#### DESCRIPTION OF THE TASK
State how many lines in the records below contain the string "dark", counting only case-sensitive matches. Reply with the number alone.

- - - - -

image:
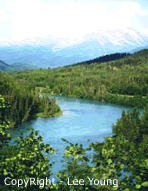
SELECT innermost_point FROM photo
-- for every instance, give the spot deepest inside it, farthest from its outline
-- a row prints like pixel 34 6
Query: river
pixel 82 120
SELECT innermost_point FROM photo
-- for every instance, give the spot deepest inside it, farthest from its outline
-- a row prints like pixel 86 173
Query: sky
pixel 33 20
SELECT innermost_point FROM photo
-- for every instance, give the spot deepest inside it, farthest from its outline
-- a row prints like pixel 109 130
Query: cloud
pixel 37 18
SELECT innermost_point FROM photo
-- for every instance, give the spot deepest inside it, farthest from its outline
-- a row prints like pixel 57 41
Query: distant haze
pixel 56 33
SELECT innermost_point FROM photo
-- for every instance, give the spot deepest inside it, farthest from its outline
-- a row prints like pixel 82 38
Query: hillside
pixel 105 58
pixel 123 81
pixel 5 67
pixel 25 102
pixel 23 66
pixel 16 66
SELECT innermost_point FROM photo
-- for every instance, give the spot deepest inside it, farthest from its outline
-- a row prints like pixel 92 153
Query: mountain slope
pixel 23 66
pixel 105 58
pixel 55 53
pixel 4 66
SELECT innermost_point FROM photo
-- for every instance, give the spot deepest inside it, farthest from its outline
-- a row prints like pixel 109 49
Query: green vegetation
pixel 122 157
pixel 123 81
pixel 25 102
pixel 126 154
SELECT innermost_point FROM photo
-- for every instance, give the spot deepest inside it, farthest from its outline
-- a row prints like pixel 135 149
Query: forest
pixel 123 157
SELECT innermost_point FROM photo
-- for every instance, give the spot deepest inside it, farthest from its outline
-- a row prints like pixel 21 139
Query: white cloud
pixel 37 18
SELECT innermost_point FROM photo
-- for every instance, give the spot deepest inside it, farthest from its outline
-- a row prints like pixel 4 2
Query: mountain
pixel 23 66
pixel 105 58
pixel 16 66
pixel 4 66
pixel 52 52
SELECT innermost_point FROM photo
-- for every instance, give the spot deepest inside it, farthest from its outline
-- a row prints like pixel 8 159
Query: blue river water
pixel 82 120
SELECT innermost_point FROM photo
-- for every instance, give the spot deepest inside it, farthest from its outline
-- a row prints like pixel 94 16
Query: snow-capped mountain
pixel 54 52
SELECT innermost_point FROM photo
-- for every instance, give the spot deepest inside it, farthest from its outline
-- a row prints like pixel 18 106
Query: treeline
pixel 105 58
pixel 120 163
pixel 25 102
pixel 123 81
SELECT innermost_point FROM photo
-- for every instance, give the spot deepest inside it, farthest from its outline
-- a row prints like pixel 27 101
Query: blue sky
pixel 22 20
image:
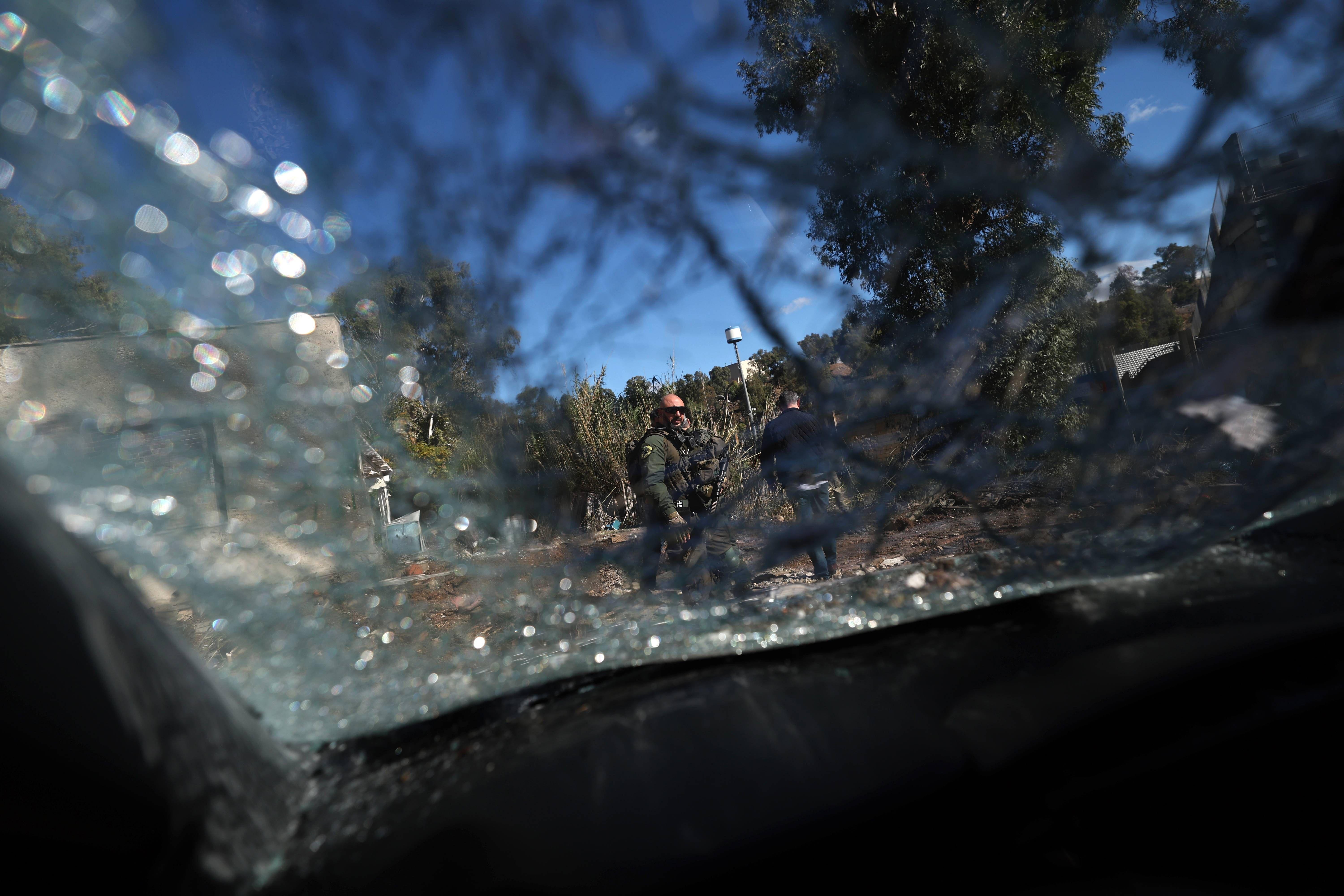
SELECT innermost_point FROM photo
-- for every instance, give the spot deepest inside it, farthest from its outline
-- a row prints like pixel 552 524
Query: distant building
pixel 1279 178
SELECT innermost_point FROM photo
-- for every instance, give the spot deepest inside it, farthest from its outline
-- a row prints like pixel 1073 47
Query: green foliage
pixel 885 92
pixel 42 291
pixel 433 319
pixel 1143 312
pixel 1032 366
pixel 1177 269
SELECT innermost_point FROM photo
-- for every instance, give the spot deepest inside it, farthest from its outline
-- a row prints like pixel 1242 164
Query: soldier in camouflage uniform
pixel 678 469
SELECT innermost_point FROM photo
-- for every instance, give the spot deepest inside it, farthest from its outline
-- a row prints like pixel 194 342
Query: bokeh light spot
pixel 115 109
pixel 62 96
pixel 291 178
pixel 302 323
pixel 226 265
pixel 288 264
pixel 13 30
pixel 181 150
pixel 153 221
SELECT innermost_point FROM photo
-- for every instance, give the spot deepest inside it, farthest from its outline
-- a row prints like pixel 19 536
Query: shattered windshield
pixel 400 357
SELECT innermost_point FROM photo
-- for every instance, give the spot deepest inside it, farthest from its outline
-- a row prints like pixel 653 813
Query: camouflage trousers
pixel 710 555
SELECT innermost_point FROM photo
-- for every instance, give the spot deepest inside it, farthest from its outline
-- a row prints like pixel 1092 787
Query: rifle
pixel 721 484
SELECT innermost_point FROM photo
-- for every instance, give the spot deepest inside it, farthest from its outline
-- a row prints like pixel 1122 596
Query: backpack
pixel 635 464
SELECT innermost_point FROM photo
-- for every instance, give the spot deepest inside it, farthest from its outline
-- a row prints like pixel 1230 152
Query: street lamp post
pixel 734 336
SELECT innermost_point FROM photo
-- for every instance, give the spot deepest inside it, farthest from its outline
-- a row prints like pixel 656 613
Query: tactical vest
pixel 674 475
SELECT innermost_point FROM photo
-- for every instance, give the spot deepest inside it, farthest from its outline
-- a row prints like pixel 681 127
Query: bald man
pixel 677 479
pixel 658 480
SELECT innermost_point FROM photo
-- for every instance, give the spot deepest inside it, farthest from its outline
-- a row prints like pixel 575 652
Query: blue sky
pixel 1157 97
pixel 615 323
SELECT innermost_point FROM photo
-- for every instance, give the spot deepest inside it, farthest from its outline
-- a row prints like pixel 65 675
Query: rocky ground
pixel 444 590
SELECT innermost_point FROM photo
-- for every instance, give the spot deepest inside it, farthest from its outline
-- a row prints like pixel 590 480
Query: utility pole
pixel 734 336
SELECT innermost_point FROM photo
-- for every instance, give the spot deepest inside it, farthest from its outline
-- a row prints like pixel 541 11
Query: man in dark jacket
pixel 794 456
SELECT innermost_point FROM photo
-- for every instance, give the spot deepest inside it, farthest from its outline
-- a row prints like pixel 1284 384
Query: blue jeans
pixel 811 507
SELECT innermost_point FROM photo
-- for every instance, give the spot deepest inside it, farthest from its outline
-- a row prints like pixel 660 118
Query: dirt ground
pixel 446 590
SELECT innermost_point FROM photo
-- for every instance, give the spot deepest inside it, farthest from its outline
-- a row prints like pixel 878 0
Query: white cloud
pixel 1147 108
pixel 1101 292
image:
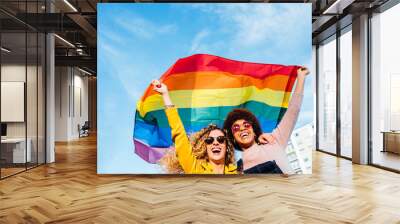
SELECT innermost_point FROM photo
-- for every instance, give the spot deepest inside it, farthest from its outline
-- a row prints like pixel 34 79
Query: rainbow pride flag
pixel 205 88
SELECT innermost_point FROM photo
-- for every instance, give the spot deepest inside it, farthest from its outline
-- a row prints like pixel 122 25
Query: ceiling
pixel 75 22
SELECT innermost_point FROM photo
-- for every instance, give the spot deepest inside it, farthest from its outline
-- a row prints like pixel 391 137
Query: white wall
pixel 71 94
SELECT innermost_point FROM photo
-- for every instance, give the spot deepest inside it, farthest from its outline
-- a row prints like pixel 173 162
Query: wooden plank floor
pixel 70 191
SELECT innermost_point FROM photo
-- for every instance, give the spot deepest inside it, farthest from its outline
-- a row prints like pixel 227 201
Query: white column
pixel 50 100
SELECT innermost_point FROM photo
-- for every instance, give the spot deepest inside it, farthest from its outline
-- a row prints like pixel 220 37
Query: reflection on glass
pixel 385 86
pixel 327 96
pixel 13 87
pixel 31 101
pixel 346 94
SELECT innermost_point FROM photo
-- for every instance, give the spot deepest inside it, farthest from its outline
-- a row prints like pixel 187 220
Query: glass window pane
pixel 346 94
pixel 13 88
pixel 385 86
pixel 327 96
pixel 31 98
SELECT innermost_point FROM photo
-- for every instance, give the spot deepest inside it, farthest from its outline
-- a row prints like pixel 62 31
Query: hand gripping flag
pixel 205 88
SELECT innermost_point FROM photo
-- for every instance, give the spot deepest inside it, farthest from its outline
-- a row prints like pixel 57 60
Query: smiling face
pixel 243 133
pixel 216 146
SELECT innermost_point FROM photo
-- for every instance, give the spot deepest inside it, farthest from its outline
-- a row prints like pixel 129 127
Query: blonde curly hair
pixel 170 163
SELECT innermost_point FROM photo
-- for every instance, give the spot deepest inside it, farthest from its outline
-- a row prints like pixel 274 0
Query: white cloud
pixel 254 25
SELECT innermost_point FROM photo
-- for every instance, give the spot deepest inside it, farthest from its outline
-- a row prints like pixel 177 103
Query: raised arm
pixel 182 144
pixel 285 127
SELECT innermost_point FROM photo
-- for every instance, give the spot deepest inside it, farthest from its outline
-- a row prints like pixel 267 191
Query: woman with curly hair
pixel 208 152
pixel 244 129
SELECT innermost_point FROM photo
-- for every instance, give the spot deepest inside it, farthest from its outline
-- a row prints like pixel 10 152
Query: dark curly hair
pixel 241 114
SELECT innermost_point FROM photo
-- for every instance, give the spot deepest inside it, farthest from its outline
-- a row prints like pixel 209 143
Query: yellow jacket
pixel 183 147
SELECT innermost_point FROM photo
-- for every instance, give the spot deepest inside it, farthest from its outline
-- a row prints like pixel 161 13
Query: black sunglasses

- - - - -

#### THE REPLY
2